> [TUS TAREAS]
1. En el fragmento sobre la desconfianza política, ¿por qué los agentes políticos prefieren insistir en la maldad del contrario antes que en la bondad propia? Responde en una a tres oraciones.
2. Responde a partir del fragmento sobre la desconfianza política:
(a) ¿Qué era la política antes, según el primer párrafo?
(b) ¿Qué tipo de votos se multiplican en la era de la desconfianza?
(c) ¿Cómo se configuró la democracia desde siempre?
3. Retoma, por favor, el fragmento sobre la desconfianza política y continúalo a partir de su última oración.

> [FRAGMENTO SELECCIONADO]
Elogio de la desconfianza

El mayor consenso que existe en torno a la política es que ya no es lo que era: una actividad estimada, dotada de autoridad y prestigio, generadora de entusiasmo colectivo, una delegación de confianza. De la exaltación de la política hemos pasado a la desafección generalizada, cuando no a un profundo desprecio. Las encuestas revelan un creciente desencanto que algunos interpretan -equivocadamente, a mi juicio- como absoluto desinterés pero que deberíamos analizar con mayor sutileza. No estamos ante la muerte de la política sino en medio de una transformación que nos obliga a concebirla y practicarla de otra manera.

Hemos entrado en la era de la desconfianza, en la que ya no se moviliza positivamente sino que se multiplican los votos 'de protesta'. No votamos tanto por algo como contra algo; para cerrar el paso al peor y a lo peor, para bloquear o impedir. La capacidad de neutralizar es incomparablemente mayor que la de configurar. La sociedad se aglutina con más facilidad en torno a la indignación que a la esperanza. Esto lo saben los agentes políticos y por eso prefieren insistir en la maldad del contrario que en la bondad propia. Con este recurso no resulta extraño que todo el sistema político termine tiñéndose de connotaciones negativas.

Ahora bien, conviene que no interpretemos mal esta desconfianza. No deberíamos entenderla con categorías del pasado e interpretar esta decepción como si fuera similar al antiparlamentarismo que debilitó dramáticamente a las democracias en los comienzos del Siglo XX. No estamos en la antesala de una crisis de la democracia sino en una etapa nueva de su asentamiento. Esta decepción no tiene nada de subversivo; es perfectamente compatible con el respeto del orden democrático. Se equivoca quien vea en este sentimiento algo distinto de una decepción plenamente democrática. Y no hay que olvidar que la desconfianza (hacia el poder absoluto) está en el origen de nuestras instituciones. La democracia se configuró desde siempre como un sistema de confianza limitada y revocable. Lo que solemos lamentar como una sociedad despolitizada, ¿no será más bien que no corresponde al tipo de liderazgo político al que estábamos acostumbrados, es decir, un liderazgo enfático y jerárquico, tendencialmente poco democrático?

> [FILAS EXTRAÍDAS]

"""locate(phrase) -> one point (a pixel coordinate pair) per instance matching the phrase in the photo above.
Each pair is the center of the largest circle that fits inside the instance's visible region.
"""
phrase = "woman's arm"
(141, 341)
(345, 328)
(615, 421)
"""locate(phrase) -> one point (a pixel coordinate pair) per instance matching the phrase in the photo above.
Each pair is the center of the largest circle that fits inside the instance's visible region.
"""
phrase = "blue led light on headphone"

* * *

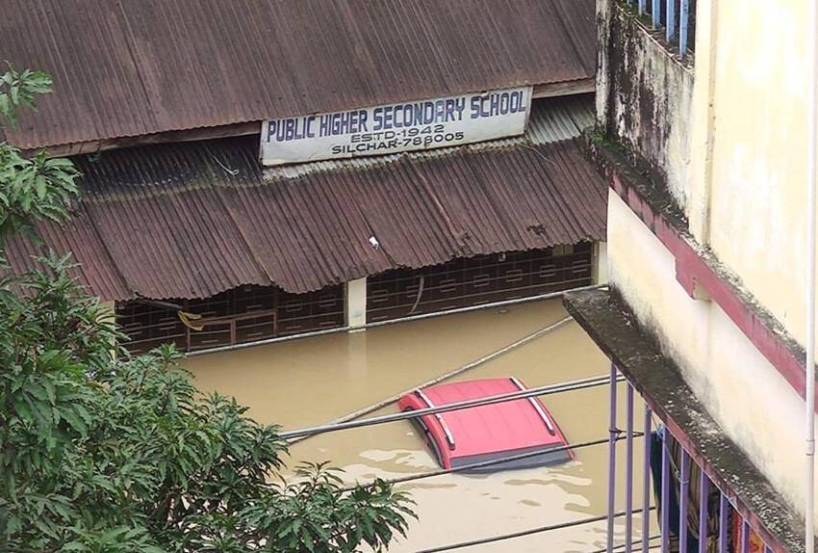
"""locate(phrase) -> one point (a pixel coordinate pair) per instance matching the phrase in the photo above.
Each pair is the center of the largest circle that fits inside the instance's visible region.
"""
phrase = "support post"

> [RESPUESTAS]
1. Lo prefieren porque saben que la sociedad se aglutina con más facilidad en torno a la indignación que a la esperanza.

2.
(a) Una actividad estimada, dotada de autoridad y prestigio, generadora de entusiasmo colectivo, una delegación de confianza.
(b) Los votos "de protesta".
(c) Como un sistema de confianza limitada y revocable.

3.
La desconfianza actual está en la lógica transformación de una sociedad que ha dejado de ser heroica y vive la política sin el anterior dramatismo. Desconfianza no equivale a indiferencia. Una cosa es que la democracia no suscite demasiado entusiasmo y otra que esa decepción pudiera significar desapego hacia nuestra forma de vida política. Que los periódicos o los partidos no nos gusten demasiado, por ejemplo, no quiere decir que aceptaríamos su supresión. La desacralización de la política no significa que nos dé todo igual. Lo que nos pasa es que tenemos hacia ella un afecto desprovisto de pasión y entusiasmo. No es verdad que la gente haya dejado de interesarse por la política; vivimos en una sociedad en la que se ha extendido un sentimiento de competencia por relación a la política; estamos mejor educados y todos nos sentimos capaces de enjuiciar los asuntos públicos, de manera que toleramos peor que se nos hurte esta capacidad. Y uno de los modos en los que la sociedad opina sobre la política estriba precisamente en la intensidad de su participación o interés. Si respetamos el pluralismo político en todas sus formas, ¿por qué no aceptar que existe también un pluralismo en cuanto al grado de participación y compromiso público? ¿Por qué todos han de implicarse de la misma manera en las cuestiones políticas y quién establece el grado de implicación que sería deseable? Interesándose más o menos por la política los ciudadanos emiten señales que han de ser interpretadas políticamente. El desinterés es también una forma respetable de opinar o decidir, y no necesariamente una falta de compromiso político.

Conviene no equivocarse en este punto si queremos entender la sociedad en la que vivimos. Más que en un horizonte de despolitización, entramos en uno de desacralización de la política. Una sociedad interdependiente y heterárquicamente organizada tiende a destotalizar la política. Lo que algunos interpretan precipitadamente como desinterés es algo que se sigue del hecho de que vivamos en una sociedad cuyo espacio público no puede pretender la absorción de todas las dimensiones de la subjetividad. Si bien es cierto que la política ya no moviliza las pasiones más que de manera epidérmica, eso no quiere decir que las demandas que dirigimos a la política hayan desaparecido. Todo lo contrario. Los mismos que se desinteresan soberanamente de la política no cesan de esperar de ella muchas ventajas y no son menos vigilantes frente al cumplimiento de sus exigencias. Pero sus expectativas ya no se inscriben en un marco heroico de una política totalizante.

Por eso podemos entender que la desconfianza no es lo contrario de la legitimidad, sino una forma sutil de administrarla por parte de la ciudadanía. El desinterés del ciudadano puede ser algo plenamente funcional. Incluso hay quien considera que una cierta apatía política es una buena señal. Las democracias pueden soportar un alto grado de desinterés; de hecho, cuando las personas generalmente apáticas muestran de repente un vivo interés por la política suele indicar que algo no va bien. Forma parte de la normalidad democrática un cierto aburrimiento y la agitación política muchas veces no presagia nada bueno.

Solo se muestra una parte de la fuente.